-------- INPUT DATA --------

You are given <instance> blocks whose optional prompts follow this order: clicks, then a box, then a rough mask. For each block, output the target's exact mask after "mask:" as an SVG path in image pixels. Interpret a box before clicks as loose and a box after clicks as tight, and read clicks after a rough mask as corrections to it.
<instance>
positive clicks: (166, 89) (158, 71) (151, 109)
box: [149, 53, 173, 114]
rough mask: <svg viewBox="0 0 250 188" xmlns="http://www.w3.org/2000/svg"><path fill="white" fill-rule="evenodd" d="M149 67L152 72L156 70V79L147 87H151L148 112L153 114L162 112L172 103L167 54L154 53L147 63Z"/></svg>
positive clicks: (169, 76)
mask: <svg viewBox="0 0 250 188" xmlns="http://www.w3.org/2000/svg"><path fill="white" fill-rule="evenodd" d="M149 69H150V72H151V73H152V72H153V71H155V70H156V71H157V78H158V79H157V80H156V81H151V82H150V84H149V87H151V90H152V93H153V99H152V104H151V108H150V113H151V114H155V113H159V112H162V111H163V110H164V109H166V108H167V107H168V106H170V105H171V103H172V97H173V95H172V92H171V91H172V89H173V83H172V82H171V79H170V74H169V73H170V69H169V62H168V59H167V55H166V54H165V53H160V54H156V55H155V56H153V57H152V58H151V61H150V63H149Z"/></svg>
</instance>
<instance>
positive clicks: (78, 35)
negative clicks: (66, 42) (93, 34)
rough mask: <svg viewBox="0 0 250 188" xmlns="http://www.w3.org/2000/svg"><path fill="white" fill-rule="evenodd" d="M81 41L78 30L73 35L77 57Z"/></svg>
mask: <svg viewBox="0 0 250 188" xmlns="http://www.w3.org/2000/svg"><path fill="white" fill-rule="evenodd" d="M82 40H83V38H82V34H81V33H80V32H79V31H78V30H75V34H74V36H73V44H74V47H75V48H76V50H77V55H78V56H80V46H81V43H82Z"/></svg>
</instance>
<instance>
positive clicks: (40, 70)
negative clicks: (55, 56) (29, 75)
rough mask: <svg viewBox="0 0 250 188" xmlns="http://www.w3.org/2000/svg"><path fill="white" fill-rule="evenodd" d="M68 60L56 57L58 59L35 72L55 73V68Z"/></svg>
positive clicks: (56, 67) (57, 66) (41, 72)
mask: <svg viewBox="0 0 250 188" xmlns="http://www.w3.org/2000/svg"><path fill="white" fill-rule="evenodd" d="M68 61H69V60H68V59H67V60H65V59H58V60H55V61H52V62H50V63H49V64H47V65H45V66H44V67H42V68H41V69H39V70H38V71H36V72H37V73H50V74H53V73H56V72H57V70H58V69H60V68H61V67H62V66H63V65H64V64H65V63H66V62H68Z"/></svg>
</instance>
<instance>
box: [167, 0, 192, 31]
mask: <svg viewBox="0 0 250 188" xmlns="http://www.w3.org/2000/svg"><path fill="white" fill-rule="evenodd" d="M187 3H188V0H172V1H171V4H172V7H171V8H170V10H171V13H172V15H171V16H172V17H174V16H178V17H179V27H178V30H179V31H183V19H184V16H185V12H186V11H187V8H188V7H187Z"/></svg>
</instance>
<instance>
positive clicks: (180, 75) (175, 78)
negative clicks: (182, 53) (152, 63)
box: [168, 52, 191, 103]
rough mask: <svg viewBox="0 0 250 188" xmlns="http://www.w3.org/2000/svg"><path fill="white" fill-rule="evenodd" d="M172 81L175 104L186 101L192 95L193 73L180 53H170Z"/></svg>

--------

== TASK PROMPT ==
Could you return every record above exactly as written?

== SOLUTION TO THE EXERCISE ==
You are given <instance> blocks whose optional prompts follow this order: clicks, then a box, then a rough mask. For each block, output the target's exact mask after "mask:" as an SVG path in image pixels. Interpret a box before clicks as loose and a box after clicks as tight, and read clicks after a rough mask as corrections to it.
<instance>
positive clicks: (166, 89) (158, 71) (151, 109)
box: [149, 53, 173, 114]
rough mask: <svg viewBox="0 0 250 188" xmlns="http://www.w3.org/2000/svg"><path fill="white" fill-rule="evenodd" d="M149 67L152 72L156 70V79L147 87H151L148 112L153 114L162 112L172 103L167 54L154 53L147 63Z"/></svg>
positive clicks: (169, 76)
mask: <svg viewBox="0 0 250 188" xmlns="http://www.w3.org/2000/svg"><path fill="white" fill-rule="evenodd" d="M149 69H150V72H151V73H152V72H153V71H155V70H156V71H157V78H158V79H157V80H156V81H151V82H150V84H149V87H151V90H152V93H153V99H152V104H151V108H150V113H151V114H155V113H159V112H162V111H163V110H164V109H166V108H167V107H168V106H170V105H171V103H172V97H173V95H172V92H171V91H172V89H173V83H172V82H171V79H170V74H169V73H170V69H169V62H168V59H167V55H166V54H165V53H160V54H156V55H155V56H153V57H152V58H151V61H150V63H149Z"/></svg>
</instance>
<instance>
positive clicks: (78, 35)
negative clicks: (66, 42) (93, 34)
rough mask: <svg viewBox="0 0 250 188" xmlns="http://www.w3.org/2000/svg"><path fill="white" fill-rule="evenodd" d="M81 41L78 30L73 35L77 57Z"/></svg>
mask: <svg viewBox="0 0 250 188" xmlns="http://www.w3.org/2000/svg"><path fill="white" fill-rule="evenodd" d="M82 40H83V38H82V34H81V33H80V32H79V31H78V30H75V34H74V36H73V44H74V47H75V48H76V50H77V55H78V56H80V46H81V43H82Z"/></svg>
</instance>
<instance>
positive clicks: (40, 70)
negative clicks: (55, 56) (29, 75)
rough mask: <svg viewBox="0 0 250 188" xmlns="http://www.w3.org/2000/svg"><path fill="white" fill-rule="evenodd" d="M68 60L56 57L58 59L35 72L55 73V68Z"/></svg>
positive clicks: (56, 67) (57, 66) (41, 72)
mask: <svg viewBox="0 0 250 188" xmlns="http://www.w3.org/2000/svg"><path fill="white" fill-rule="evenodd" d="M68 61H69V60H68V59H67V60H65V59H58V60H55V61H52V62H50V63H49V64H47V65H45V66H44V67H42V68H41V69H39V70H38V71H36V72H37V73H50V74H53V73H56V72H57V70H58V69H60V68H61V67H62V66H63V65H64V64H65V63H66V62H68Z"/></svg>
</instance>
<instance>
box: [167, 0, 192, 31]
mask: <svg viewBox="0 0 250 188" xmlns="http://www.w3.org/2000/svg"><path fill="white" fill-rule="evenodd" d="M187 3H188V0H172V1H171V4H172V7H171V8H170V10H171V13H172V15H171V16H172V17H174V16H178V17H179V27H178V30H179V31H183V19H184V16H185V12H186V11H187V8H188V7H187Z"/></svg>
</instance>
<instance>
positive clicks: (180, 75) (175, 78)
negative clicks: (182, 53) (152, 63)
box: [168, 52, 191, 103]
rough mask: <svg viewBox="0 0 250 188" xmlns="http://www.w3.org/2000/svg"><path fill="white" fill-rule="evenodd" d="M172 81L175 104L186 101L192 95L193 73L180 53H170Z"/></svg>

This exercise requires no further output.